→ EXERCISE GOAL:
Reproduce verbatim the lines of the listing below, from the line with "Tag a point on every instance of the white ceiling" up to and including the final line of the listing.

· · · · · · ·

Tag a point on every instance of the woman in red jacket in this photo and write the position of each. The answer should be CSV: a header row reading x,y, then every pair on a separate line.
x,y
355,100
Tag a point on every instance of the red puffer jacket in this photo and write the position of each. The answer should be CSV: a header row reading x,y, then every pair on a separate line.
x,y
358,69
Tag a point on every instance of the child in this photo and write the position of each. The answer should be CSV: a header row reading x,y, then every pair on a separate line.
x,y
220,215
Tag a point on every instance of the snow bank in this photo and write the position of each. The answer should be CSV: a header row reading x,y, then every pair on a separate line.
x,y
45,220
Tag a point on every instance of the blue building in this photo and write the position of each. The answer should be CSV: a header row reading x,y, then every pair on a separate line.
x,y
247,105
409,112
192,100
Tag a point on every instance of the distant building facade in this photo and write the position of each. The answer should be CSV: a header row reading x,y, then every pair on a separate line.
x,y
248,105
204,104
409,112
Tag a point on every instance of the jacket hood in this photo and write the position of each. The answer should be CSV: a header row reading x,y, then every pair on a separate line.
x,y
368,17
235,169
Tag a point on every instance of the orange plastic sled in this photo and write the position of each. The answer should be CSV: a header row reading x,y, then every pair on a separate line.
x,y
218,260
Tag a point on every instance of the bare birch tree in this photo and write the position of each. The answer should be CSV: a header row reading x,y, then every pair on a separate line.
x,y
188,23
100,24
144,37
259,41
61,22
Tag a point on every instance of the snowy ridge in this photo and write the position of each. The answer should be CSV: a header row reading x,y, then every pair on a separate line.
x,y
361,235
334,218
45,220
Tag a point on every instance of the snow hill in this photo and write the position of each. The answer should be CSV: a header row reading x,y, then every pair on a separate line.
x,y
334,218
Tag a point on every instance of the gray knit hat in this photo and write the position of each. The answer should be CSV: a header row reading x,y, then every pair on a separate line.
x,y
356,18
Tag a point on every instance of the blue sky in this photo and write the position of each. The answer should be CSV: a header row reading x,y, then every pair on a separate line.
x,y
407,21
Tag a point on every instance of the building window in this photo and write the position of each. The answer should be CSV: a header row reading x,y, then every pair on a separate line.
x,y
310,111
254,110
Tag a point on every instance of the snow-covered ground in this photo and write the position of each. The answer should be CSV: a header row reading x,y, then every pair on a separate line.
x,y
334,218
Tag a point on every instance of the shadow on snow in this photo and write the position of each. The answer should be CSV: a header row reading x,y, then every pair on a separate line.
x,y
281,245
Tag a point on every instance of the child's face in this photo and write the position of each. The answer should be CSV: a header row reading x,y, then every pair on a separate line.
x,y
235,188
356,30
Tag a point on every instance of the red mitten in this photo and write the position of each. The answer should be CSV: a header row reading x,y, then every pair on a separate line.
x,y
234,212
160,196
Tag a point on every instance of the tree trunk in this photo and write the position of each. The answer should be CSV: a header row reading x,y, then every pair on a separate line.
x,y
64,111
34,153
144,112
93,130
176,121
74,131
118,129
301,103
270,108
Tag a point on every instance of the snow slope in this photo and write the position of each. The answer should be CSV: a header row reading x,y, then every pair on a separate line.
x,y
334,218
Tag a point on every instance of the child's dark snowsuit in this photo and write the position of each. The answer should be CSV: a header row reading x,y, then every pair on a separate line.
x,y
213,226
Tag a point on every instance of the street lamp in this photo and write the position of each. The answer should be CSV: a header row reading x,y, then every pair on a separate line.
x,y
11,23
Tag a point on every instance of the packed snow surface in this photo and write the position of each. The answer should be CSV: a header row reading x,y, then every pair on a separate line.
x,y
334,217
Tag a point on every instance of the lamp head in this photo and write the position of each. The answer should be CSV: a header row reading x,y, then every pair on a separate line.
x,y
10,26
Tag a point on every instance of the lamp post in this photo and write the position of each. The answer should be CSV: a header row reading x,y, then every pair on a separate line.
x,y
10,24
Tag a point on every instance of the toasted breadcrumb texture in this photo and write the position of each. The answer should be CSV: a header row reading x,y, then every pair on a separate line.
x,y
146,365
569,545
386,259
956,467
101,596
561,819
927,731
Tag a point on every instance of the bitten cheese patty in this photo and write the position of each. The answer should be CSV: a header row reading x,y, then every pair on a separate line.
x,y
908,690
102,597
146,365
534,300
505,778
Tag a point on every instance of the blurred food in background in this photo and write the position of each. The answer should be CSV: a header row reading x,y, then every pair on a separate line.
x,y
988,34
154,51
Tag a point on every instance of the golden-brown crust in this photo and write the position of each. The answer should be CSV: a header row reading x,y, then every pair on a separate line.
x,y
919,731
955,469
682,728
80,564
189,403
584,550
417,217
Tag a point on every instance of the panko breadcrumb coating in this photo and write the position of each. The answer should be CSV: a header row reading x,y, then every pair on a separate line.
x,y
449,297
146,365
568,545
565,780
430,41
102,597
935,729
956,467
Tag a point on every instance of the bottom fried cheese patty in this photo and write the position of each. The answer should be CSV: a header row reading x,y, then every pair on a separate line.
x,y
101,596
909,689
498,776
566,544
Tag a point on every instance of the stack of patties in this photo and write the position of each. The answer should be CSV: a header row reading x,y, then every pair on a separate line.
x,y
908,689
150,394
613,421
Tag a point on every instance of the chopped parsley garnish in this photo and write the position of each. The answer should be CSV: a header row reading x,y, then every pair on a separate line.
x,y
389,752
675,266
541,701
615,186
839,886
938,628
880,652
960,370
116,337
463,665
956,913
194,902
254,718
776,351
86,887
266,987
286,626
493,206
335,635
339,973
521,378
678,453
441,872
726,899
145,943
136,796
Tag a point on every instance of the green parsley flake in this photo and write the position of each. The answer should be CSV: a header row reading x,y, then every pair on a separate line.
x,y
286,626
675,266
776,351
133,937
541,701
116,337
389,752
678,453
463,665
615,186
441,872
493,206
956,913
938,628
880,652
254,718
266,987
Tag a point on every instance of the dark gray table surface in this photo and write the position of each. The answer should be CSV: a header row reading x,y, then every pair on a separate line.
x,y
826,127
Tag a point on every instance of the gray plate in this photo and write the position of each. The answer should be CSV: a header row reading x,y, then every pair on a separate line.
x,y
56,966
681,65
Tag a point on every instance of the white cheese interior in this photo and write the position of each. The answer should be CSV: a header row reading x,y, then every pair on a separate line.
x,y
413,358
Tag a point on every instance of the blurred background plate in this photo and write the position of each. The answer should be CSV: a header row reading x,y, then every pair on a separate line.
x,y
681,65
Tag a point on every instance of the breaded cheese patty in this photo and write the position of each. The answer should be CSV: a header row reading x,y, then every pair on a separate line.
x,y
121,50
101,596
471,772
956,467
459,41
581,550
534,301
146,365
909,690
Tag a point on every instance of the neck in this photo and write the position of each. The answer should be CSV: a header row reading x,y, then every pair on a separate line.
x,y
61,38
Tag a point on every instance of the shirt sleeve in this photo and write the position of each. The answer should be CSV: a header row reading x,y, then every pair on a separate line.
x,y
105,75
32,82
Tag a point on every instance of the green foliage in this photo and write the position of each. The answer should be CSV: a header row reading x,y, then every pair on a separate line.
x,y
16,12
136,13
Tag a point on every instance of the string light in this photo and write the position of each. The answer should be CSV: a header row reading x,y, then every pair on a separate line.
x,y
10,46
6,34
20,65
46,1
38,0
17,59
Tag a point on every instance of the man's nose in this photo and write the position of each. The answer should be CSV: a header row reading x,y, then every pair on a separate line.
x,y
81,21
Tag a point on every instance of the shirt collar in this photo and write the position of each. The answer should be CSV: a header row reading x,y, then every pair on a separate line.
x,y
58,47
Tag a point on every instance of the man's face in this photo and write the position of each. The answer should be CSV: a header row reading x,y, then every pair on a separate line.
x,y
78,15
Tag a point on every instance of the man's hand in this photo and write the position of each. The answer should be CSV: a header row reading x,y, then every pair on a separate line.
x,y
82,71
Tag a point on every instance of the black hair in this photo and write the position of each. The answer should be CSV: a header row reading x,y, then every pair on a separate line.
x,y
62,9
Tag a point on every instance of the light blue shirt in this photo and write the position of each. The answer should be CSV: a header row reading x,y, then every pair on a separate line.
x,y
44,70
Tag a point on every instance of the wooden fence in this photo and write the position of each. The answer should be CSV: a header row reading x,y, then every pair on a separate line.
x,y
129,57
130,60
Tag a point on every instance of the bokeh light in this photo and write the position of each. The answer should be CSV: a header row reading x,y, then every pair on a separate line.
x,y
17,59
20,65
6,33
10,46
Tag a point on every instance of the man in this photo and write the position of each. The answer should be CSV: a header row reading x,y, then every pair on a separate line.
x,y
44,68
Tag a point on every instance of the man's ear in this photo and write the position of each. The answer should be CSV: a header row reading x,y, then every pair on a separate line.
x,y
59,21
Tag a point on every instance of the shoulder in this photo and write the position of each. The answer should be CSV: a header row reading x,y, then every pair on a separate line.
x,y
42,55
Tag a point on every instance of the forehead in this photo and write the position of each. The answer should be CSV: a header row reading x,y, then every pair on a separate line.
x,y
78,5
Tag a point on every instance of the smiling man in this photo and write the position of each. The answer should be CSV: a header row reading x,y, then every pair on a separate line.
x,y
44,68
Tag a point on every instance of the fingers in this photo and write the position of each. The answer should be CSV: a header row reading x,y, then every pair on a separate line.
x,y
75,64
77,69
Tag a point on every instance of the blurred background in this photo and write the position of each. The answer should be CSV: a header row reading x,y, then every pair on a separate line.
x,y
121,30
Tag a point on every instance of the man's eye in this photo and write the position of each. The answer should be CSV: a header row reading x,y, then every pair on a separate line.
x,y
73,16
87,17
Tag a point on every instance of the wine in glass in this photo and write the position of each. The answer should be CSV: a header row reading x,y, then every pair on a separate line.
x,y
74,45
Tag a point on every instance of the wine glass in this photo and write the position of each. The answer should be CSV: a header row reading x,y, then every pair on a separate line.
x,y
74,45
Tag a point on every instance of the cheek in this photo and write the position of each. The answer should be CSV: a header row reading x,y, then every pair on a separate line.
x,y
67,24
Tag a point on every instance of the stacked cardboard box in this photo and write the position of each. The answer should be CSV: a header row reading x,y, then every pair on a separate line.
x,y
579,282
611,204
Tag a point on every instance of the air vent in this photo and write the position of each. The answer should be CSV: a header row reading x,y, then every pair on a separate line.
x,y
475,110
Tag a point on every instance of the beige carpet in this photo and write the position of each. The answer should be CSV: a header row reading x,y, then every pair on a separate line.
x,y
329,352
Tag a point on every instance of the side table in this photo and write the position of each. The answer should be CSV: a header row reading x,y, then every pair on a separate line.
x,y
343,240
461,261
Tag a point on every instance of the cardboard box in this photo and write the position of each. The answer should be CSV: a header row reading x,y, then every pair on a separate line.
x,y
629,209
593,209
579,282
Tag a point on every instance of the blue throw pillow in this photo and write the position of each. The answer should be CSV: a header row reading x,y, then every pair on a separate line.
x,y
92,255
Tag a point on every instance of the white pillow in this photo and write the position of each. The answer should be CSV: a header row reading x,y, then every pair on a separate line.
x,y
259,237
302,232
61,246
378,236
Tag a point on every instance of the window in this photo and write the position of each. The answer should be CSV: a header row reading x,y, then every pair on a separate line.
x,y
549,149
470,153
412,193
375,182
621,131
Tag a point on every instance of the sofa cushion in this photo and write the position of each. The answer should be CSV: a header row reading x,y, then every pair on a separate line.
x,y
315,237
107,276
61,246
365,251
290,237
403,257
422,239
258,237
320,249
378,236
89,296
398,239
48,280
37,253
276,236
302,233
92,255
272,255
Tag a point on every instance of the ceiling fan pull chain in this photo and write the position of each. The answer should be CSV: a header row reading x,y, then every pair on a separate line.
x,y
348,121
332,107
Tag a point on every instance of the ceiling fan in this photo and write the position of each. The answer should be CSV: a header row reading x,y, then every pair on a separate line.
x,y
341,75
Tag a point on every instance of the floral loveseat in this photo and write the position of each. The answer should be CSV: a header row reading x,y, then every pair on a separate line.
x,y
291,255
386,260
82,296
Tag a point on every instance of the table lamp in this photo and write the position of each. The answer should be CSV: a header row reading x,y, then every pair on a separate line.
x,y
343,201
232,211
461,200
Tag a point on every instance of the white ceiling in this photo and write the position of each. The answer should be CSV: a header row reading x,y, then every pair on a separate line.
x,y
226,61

· · · · · · ·

→ ANSWER TO THE TASK:
Tag a point on every instance of the white ceiling in this photo and write the position of each. The answer should be CSV: a header row reading x,y, then every pair on a separate line.
x,y
226,61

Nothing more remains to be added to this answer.